Exercise objective: Leave the pictures out while you restate every entry below word for word.
-- Records shown follows --
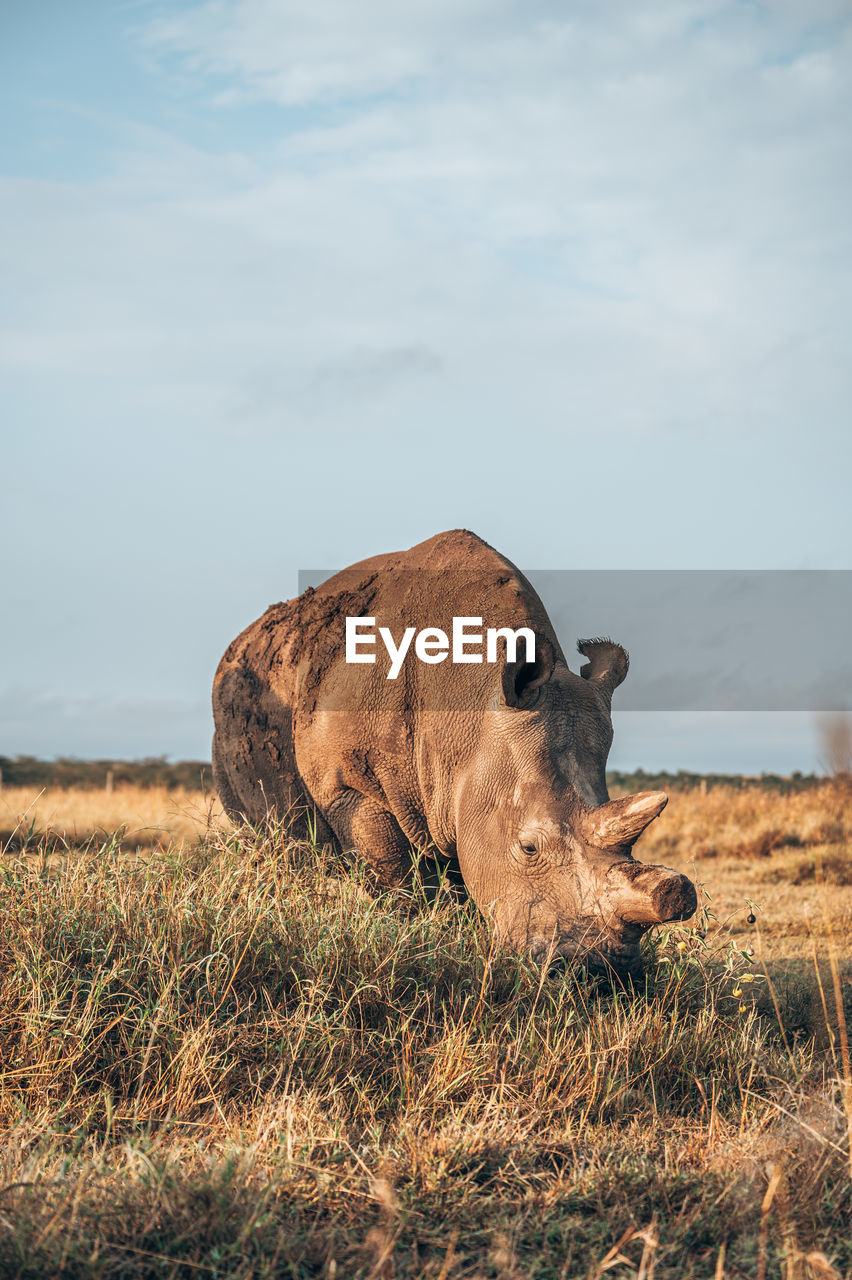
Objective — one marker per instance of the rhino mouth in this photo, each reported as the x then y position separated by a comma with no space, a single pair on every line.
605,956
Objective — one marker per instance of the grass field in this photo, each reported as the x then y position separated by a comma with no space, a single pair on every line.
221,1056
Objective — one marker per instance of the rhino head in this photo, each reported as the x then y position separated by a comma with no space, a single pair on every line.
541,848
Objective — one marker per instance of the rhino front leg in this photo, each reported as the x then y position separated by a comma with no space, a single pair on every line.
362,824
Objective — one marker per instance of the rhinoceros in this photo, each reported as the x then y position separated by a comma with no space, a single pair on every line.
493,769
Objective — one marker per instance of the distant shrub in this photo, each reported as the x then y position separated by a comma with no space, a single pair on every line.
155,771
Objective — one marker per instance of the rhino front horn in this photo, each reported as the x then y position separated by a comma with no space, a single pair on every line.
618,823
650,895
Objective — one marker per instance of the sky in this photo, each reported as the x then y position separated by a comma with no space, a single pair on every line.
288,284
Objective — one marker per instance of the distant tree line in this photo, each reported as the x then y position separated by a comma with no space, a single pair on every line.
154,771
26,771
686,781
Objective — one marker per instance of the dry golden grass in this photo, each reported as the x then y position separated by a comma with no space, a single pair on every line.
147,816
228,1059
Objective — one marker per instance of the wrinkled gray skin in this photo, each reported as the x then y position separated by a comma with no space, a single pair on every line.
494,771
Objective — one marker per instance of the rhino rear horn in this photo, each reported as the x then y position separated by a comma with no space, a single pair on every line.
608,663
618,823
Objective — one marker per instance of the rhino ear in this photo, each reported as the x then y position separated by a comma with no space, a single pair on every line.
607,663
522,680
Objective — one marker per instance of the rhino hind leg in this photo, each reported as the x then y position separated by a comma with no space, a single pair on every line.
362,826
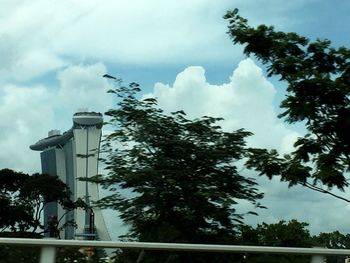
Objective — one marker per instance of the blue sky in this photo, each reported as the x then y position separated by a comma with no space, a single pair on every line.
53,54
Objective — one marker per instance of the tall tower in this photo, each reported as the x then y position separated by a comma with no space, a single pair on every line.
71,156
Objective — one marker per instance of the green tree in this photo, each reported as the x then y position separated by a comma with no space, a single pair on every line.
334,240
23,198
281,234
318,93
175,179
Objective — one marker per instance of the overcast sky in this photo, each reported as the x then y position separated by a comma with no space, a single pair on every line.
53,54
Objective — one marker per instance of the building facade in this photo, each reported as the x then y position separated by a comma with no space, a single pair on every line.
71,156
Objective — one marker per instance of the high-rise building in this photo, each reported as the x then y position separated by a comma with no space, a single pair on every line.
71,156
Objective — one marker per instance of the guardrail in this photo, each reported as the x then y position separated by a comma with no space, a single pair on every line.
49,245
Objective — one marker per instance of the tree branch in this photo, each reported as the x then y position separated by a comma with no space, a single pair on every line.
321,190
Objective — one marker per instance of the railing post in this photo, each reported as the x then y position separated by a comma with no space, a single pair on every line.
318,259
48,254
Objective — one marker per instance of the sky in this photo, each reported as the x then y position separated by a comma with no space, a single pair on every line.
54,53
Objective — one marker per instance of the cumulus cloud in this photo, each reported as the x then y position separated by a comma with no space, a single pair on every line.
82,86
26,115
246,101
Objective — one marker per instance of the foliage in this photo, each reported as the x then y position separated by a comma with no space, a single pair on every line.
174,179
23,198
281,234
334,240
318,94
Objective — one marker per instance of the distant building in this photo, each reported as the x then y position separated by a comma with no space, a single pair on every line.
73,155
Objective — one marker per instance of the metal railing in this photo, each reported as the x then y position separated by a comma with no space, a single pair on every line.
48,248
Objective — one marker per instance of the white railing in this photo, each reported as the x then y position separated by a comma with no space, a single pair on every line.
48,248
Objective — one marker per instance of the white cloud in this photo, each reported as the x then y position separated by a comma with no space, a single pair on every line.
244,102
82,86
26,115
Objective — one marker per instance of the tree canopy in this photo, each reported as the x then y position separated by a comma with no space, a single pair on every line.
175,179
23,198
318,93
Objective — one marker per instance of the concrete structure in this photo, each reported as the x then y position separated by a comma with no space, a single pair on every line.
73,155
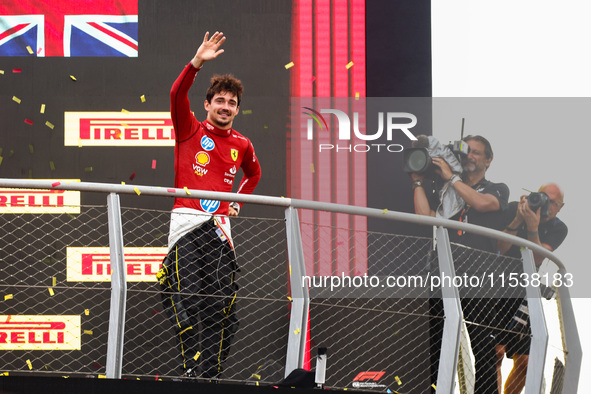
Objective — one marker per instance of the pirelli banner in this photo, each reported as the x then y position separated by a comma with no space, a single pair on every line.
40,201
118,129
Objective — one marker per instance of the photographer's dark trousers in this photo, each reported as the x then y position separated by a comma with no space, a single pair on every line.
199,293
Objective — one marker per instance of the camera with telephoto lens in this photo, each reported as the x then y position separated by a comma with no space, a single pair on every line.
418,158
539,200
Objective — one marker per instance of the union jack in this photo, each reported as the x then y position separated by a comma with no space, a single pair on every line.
-- Records shown concluded --
Result for this task:
Objective — one marker per instance of the rhino mouth in this photo, each reported as the x then y position separated by a comma with no space, a single pair on every line.
605,956
Objective — one marker per instance of the grass field in this photo, each reported as the x then y position separated by a comma with no space, a single pair on every line.
221,1056
Objective — one marker per instance of the rhino head in this photo, each reported as the x then y position separated by a comma with no space, a single pair on every line.
541,848
Objective — one marker per instance of the rhino front leg in this photo, each reported as the x then y position separated by a comma with no space, a single pair on every line.
362,824
Objective — one marker per instance of the rhinoceros in this photo, each reported as the x then y position separated by a comma with no space, a single pair on every line.
493,769
Objective — one marker per instance of the distant shrub in this photo, each reported as the x then y position separated by a comma with no space, a single pair on every line.
155,771
Objective — one marker per instance of the rhino front horn in this photo, each reported as the x then y position separated by a comma with no space, a single pair on every line.
618,823
650,895
Objective — one marker per instance of the sky in this photo, each reported as the x then y position separated by a comma with no space, a single pair on every line.
288,284
Objective — one marker per instance of the distant tree line in this photo, each reported as the x then y position separated by a comma with no space, a single pair on every line.
154,771
26,771
686,781
Objective — one marker per instance of the dry golden grass in this photo, each reported as the x then y position separated by a comma with no space, a single pair on every line.
147,816
228,1059
Objective — one marker per instance of the wrinkled gray skin in this photo, each reported as the x then y position separated by a comma with no space, a single pair on every line.
494,771
Objective — one marker per instance of the rhino rear horn in this photo, each reported as the x then y position separated by a comma with no space, a single pair on every line.
608,663
618,823
Objective — one marker per instance of the rhino ear in this photo, each reported as the x then y position separated by a comma with no space, a single pair on every line.
607,663
522,680
Objective — one marker per instance of the rhino hind leg in this photo, each reported as the x then y position separated by a comma with no space, a single pair on every line.
362,826
Objective — one marker per instance of the blue sky in this photo, each reported as the x then y position separated by a comma with no space, a single pair on every line.
53,54
Objective — one marker per instance of the tall tower in this photo, each reported as the x then y position separated by a comma with no space, a single pair on every line.
71,156
Objective — one marker per instance of the green tree in this photo, each reported as the x then y position separated by a comma with no space, a single pair on every line.
334,240
23,198
281,234
318,93
175,179
Objective — one marker per instance of the overcast sky in this photo, each reported as the x then y position separated by a comma with no space, a single pair on every line.
53,54
Objective — one marker per instance of the building facade in this photo, each reported as the x then y position separated by a comma with no space, a single pair on every line.
71,156
Objective — one marker per instance of the high-rise building in this photo, each reported as the x then y position separated by a comma with no space, a single pair on every line.
71,156
Objective — one marker per instance of the guardrail in this photo, each reported as the x then y position separated by a comma with no space, a single pair on every line.
49,245
Objective — one marker per instance of the tree branch in this photo, each reported as the x then y position separated by a comma with no space, a single pair on every line.
321,190
Objective — one marker per instance of the railing post in this photo, each reported as the x then y position separated by a comma with no space, a single pair on every line.
318,259
48,254
Objective — one marker per instance of the sky in this photo, each reported as the x then y position separated by a comma with no space, a single pair on every line.
54,53
Objective — one marker per instance of the cumulus cloud in this photo, each reported as the x then y position separated by a comma with no space, a single pair on every line.
82,86
26,115
246,101
Objective — one marker per instance of the foliage in this photo, each reported as the x then y position separated by a comma with no space, a single pair on every line.
174,179
23,198
281,234
334,240
318,94
Objective — one marker per instance of the distant building in this photo, each reported as the x then y position separated by a comma with no space, a single pair on every line.
73,155
Objective — one marker per instance of the metal railing in this photo, each reported as the x then y position separated by a comma with no space, a single pair on every line.
48,248
Objective — one marker per instance of the white railing in this photo, each reported as the x then y position separated by a comma with no space, a single pair on every line.
48,248
Objective — one marker per instance of the white cloud in this photo, each reported as the x then y position separated by a comma with no space, a single pair on every line.
244,102
82,86
26,115
Objective — one marker per instance of the tree canopy in this photo, each reported as the x then y position separated by a comma with no space, a single pair on every line.
175,179
23,198
318,93
Objective — one marker per instance of the concrete structure in this photo, each reported as the x then y position separated by a comma with no space, a single pair on every line.
73,155
Objective — one marker per instance of the pirelli banner in this photo, each reported as the x then y position separated by a comma with no space, a single pair on every line.
40,201
118,129
Objective — one marker per instance of the photographer's dark trousers in this photo, each reported as the x then y position separated by a comma with no space, a single pair on every line.
199,293
Objective — one marker per instance of the camera with telephoto lens in this photo, each reported as the x then y position separated by a comma with no space, a single pair on every line.
418,158
539,200
Objective — one marker per instance of the union jack in this photo, each reported as the x then y position separated by a comma with no space, a single pair on every line.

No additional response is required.